Bounding-box records:

+-------+

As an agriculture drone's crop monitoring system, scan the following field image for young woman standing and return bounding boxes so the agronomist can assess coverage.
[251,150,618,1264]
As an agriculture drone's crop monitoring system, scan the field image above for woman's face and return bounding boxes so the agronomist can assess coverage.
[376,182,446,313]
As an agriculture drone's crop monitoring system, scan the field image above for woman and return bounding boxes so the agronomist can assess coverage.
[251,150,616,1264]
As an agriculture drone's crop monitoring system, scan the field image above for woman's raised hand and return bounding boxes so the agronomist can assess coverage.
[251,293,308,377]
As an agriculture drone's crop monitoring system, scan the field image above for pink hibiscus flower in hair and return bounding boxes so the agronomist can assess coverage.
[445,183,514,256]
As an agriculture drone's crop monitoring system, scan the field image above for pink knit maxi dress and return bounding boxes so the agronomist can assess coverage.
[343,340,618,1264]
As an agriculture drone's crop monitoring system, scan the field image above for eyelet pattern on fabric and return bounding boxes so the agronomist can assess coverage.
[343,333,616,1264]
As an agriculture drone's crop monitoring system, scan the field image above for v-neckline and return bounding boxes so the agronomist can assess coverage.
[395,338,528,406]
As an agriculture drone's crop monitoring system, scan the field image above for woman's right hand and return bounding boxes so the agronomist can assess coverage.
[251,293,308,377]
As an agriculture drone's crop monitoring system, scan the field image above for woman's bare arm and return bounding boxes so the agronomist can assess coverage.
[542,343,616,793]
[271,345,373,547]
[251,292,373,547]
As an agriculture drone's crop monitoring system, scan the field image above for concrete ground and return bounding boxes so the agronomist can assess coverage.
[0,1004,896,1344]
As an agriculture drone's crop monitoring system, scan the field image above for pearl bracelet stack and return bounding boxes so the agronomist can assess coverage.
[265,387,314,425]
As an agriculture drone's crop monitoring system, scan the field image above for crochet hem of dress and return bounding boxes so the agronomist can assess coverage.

+-------+

WHAT THE TASK ASKS: Rescale the records from the line with "for woman's bare" up to and including the line with "[251,292,373,547]", writing out every line, requests included, with each bounding-box coordinate in the answers multiplied by 1.55 and rounded to a whole number, halves up. Give only those lines.

ANSWER TO THE TASK:
As an agriculture drone's crop monitoring system, scan the field image above for woman's bare arm and return bounding boxes so the agronomist can assess coverage.
[840,532,955,1229]
[420,535,578,848]
[389,453,578,848]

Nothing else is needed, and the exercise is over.